> Task to complete
Extend the forum excerpt about comparison and copy counts for object-grouping methods, starting right after its last sentence.

> Excerpt to read
★ ★ ★

I performed some experiments for comparison and object counts. In a test with 100000 objects in random order forming 50000 groups (i.e. and average of 2 objects per group) the above method cost the following number of comparisons and copies:

1630674 comparisons, 443290 copies

(I tried bringing the number of copies down, but only really managed to at the expense of comparisons which seem to be the higher cost operation in your scenario.)

Using a multimap, and retaining the previous element in the final iteration to detect the group transitions cost this:

1756208 comparisons, 100000 copies

Using a single list and popping the front element and performing a linear search for other group members cost:

1885879088 comparisons, 100000 copies

Yes, that's ~1.9b comparisons compared to ~1.6m for my best method. To get the list method to perform anywhere near an optimal number of comparisons it would have to be sorted and this is going to cost a similar number of comparisons as building an inherently ordered container would in the first place.

Edit

I took your posted code and ran the implied algorithm (I had to make some assumptions about the code as there as some assumed definitions) over the same test data set as I used before and I counted:

1885879088 comparisons, 420939 copies

i.e. exactly the same number of comparisons as my dumb list algorithm, but with more copies. I think that that means we using essentially similar algorithms for this case. I can't see any evidence of an alternative sort order, but it looks like you want a list of the groups which contain more than one equivalent elements. This can be simply achieved in my Iterate function by adding in if (i->size > 1) clause.

★ ★ ★

Source data:
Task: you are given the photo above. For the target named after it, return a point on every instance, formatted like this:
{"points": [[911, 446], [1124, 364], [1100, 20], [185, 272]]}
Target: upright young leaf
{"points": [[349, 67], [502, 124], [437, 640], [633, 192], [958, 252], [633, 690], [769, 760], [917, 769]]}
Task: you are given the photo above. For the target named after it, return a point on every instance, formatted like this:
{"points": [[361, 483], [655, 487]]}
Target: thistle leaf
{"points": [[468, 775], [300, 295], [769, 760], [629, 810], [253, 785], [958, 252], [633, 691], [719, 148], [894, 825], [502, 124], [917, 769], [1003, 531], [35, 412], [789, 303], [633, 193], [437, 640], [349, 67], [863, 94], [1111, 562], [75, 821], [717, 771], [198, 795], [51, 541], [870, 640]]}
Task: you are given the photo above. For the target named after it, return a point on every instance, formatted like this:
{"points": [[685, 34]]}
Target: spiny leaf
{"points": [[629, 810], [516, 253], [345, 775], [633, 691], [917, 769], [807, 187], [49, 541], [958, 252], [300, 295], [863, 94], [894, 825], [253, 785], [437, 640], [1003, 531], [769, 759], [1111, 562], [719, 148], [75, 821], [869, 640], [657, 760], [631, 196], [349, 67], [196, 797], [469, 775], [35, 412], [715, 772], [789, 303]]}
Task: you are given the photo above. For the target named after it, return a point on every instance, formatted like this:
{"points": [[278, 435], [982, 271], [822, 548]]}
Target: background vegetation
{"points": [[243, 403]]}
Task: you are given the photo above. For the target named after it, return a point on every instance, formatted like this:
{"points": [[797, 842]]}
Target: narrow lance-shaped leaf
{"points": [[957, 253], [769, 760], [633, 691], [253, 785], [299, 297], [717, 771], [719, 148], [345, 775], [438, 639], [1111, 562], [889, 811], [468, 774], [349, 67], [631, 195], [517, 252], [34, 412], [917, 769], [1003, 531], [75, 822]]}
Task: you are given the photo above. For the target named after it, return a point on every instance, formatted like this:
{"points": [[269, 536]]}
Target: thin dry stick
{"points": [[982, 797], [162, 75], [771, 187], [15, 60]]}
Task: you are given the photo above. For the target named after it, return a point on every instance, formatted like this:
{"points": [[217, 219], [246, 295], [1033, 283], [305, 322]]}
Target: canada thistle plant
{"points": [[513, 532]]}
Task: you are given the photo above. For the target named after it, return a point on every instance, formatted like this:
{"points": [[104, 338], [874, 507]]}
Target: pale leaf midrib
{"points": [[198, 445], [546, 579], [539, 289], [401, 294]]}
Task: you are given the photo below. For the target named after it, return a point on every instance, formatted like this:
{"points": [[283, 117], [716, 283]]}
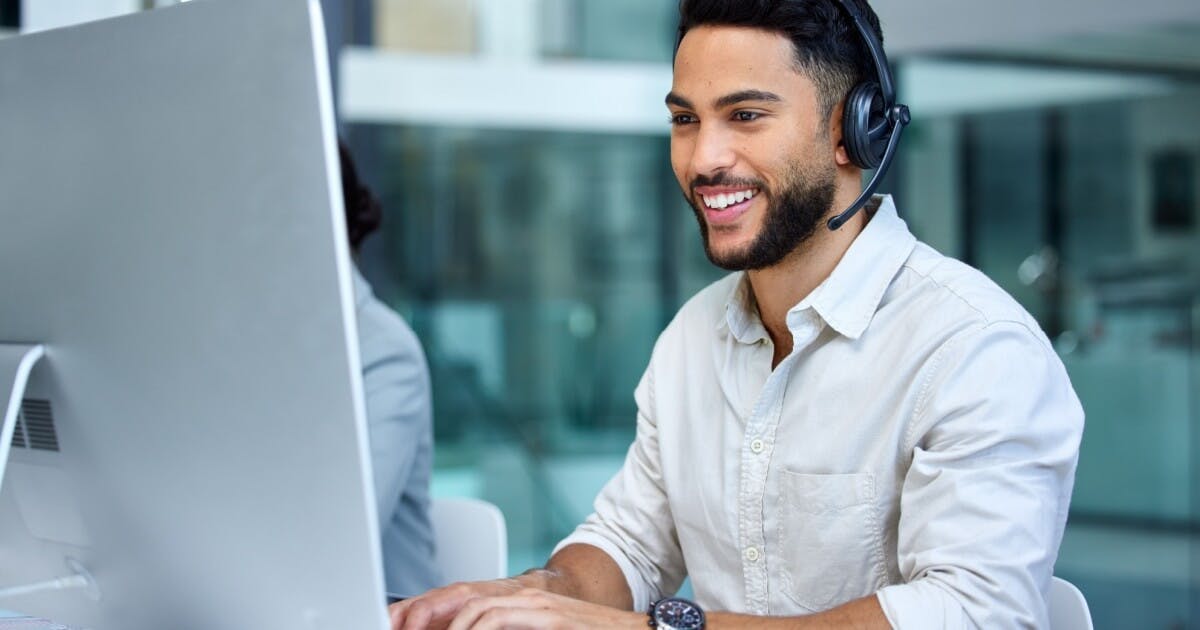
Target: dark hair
{"points": [[363, 210], [828, 47]]}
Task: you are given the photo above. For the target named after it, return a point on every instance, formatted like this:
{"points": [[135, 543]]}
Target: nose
{"points": [[713, 151]]}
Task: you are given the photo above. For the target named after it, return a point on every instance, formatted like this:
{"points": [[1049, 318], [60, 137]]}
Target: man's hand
{"points": [[586, 585], [537, 610], [435, 610], [504, 604]]}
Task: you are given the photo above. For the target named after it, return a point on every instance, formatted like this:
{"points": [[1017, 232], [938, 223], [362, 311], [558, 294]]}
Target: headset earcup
{"points": [[863, 112]]}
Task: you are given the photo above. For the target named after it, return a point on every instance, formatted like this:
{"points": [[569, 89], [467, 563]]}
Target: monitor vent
{"points": [[35, 426]]}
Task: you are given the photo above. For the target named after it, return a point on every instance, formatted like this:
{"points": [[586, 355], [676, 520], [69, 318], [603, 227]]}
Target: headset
{"points": [[873, 120]]}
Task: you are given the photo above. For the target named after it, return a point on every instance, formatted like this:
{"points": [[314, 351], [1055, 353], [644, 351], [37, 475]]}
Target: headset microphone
{"points": [[873, 121]]}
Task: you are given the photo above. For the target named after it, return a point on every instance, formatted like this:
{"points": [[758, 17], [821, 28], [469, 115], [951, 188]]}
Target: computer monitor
{"points": [[172, 232]]}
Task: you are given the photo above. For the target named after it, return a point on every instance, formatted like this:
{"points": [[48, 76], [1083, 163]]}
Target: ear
{"points": [[839, 147]]}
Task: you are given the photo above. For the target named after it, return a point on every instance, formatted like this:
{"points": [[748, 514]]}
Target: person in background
{"points": [[400, 411]]}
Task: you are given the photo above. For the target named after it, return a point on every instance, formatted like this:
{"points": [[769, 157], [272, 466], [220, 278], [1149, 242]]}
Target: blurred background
{"points": [[537, 241]]}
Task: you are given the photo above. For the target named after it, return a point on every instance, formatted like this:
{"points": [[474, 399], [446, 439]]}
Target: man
{"points": [[851, 430], [399, 405]]}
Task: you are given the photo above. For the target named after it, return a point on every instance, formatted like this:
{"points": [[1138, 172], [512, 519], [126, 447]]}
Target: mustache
{"points": [[724, 179]]}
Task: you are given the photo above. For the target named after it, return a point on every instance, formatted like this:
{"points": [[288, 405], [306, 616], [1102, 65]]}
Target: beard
{"points": [[792, 216]]}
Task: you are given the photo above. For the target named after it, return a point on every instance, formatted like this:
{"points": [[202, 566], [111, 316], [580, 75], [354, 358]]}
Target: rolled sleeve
{"points": [[633, 521], [995, 442]]}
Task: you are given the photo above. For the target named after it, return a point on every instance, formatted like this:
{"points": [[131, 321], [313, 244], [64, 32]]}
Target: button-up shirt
{"points": [[918, 443]]}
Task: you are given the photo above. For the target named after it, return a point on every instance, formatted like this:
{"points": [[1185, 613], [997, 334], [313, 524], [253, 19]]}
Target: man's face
{"points": [[749, 145]]}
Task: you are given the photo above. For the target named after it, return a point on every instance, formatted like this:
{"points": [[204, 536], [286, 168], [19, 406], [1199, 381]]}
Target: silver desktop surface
{"points": [[172, 231]]}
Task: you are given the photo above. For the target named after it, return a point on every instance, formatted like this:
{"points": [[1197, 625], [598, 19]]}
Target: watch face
{"points": [[679, 615]]}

★ ★ ★

> Answer to this exercise
I still can't see any evidence that building a sorted container such as this map of deques isn't a good (even if not optimal) strategy.

Charles Bailey 2009-08-26 08:39:33

this is almost my solution before I met my problem except that I used list instead of deque. Here comes the question: Now that you have a deque of elements pre-processed by your way, hence they cannot be represented by any other attributes but themselves(think of files that already have identical hases), i.e. they might be equal or diffenret but have to be compared by themselves(which is expensive), how can you group equal ones using minimum amount of comparisons

t.g. 2009-08-26 08:54:40

Each `deque` only contains equivalent elements, are you saying that you are using a different concept for `==` and `<` ?

Charles Bailey 2009-08-26 09:12:21

I missed that as I used list. If I were to use deque, i need to do those expensive comparisons before the insertion. No good. Because the comparisons are so expansive, I've tried my best to postpone it(including the way similar you recommended). Now comes the judement day and I have to face it - so I am looking for ways to save the number of comparisons.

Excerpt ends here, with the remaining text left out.